BRIEF: Copy each of the following items word for word, without changing anything.

WORKING DATA:

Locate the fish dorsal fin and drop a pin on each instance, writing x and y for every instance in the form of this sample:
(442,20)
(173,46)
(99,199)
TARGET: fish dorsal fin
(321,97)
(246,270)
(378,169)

EXPECTED ANSWER:
Locate the fish dorsal fin and drop a pin on each instance, writing x and y for every instance in the form of this sample:
(442,20)
(173,46)
(99,199)
TARGET: fish dorsal fin
(321,97)
(246,270)
(378,169)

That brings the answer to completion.